### TASK PROMPT
Pictures do not belong in the copy, so please give every entry below again exactly.
--- Start DATA EXCERPTS ---
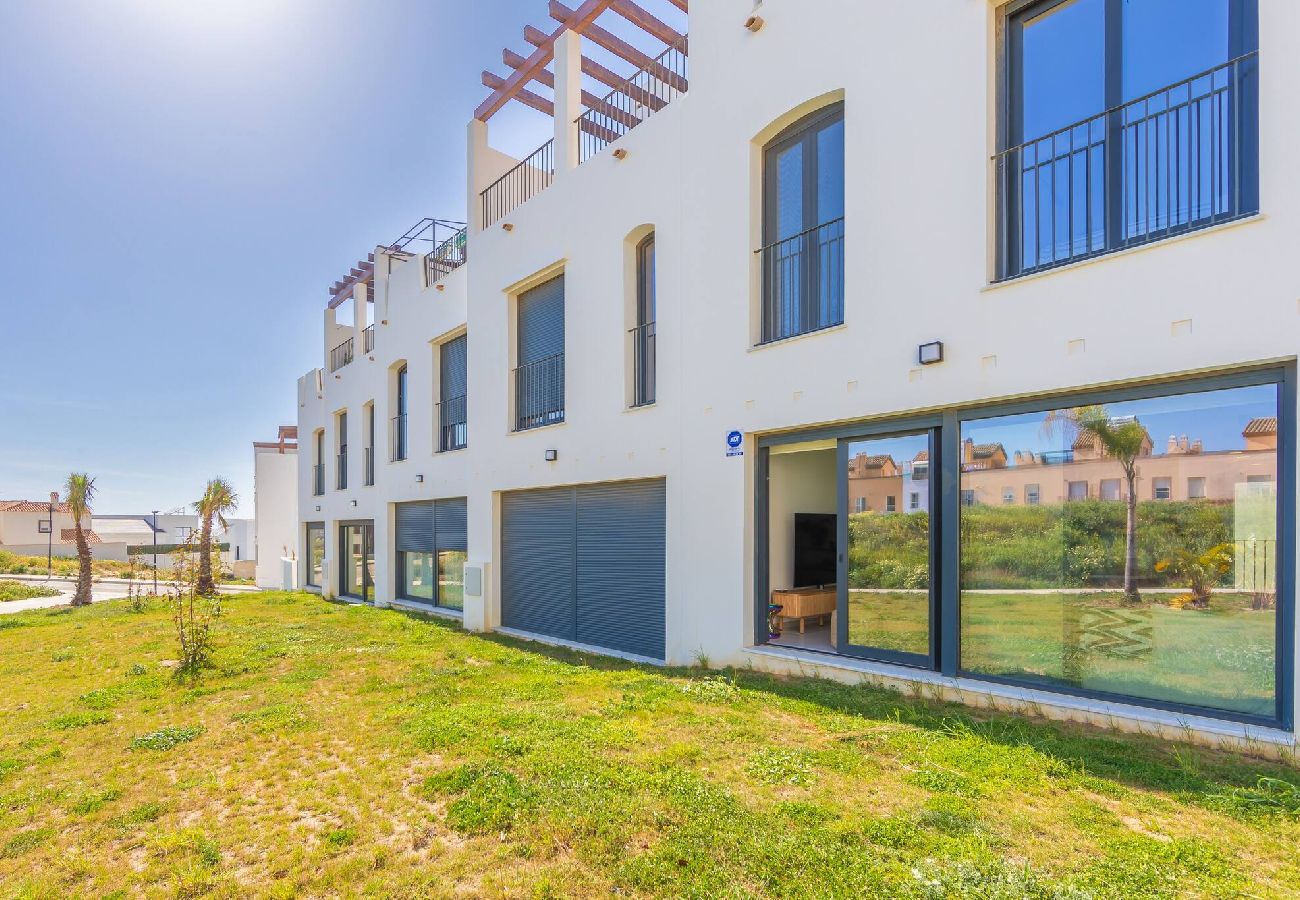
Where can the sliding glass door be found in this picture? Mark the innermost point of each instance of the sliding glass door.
(885, 605)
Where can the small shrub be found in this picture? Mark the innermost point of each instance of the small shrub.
(165, 739)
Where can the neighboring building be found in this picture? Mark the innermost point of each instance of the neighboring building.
(274, 488)
(596, 414)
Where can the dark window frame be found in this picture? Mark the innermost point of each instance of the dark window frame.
(1243, 47)
(948, 550)
(805, 132)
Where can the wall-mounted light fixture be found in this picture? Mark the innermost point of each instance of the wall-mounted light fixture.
(928, 354)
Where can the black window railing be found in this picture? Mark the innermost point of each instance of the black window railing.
(451, 424)
(540, 393)
(398, 437)
(642, 364)
(802, 282)
(532, 176)
(633, 102)
(449, 255)
(341, 355)
(1175, 160)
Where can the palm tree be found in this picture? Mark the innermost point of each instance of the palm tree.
(81, 493)
(219, 498)
(1123, 441)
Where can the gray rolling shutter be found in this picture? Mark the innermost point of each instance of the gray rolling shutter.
(541, 321)
(449, 524)
(453, 368)
(537, 562)
(415, 527)
(620, 567)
--- End DATA EXCERPTS ---
### RESPONSE BELOW
Where can the sliding glass door be found in this picture? Mark the innermost point of each instance of the sliding glass door.
(885, 605)
Where can the small shrub be found in this picture? Mark the innermost point of each instance of the small shrub.
(165, 739)
Where can the neighboring building be found in this picture? Mark the innermost point of each instance of the neighboring building.
(274, 488)
(596, 414)
Where can the dark window frame be found in this picture? Mark the innermost point of each instance of the dark window frame.
(1243, 47)
(948, 550)
(805, 132)
Where can the wall-mounted light fixture be found in this picture? Mark the innermost point of each instance of the wall-mounted light fixture.
(928, 354)
Where can the black window railing be found in this picture? Mark the innermost point of each instance of the black window railing.
(451, 424)
(540, 393)
(398, 437)
(642, 364)
(802, 282)
(532, 176)
(633, 102)
(449, 255)
(341, 355)
(1175, 160)
Where can the palm tree be found in this picture? Mark the innermost point of each instance of the palm tree.
(81, 493)
(219, 498)
(1123, 441)
Where can the gray rolling shutter be found in this picture? Mark the innermost point of each instance of the gray rolling shutter.
(541, 321)
(449, 524)
(453, 368)
(537, 562)
(415, 527)
(620, 567)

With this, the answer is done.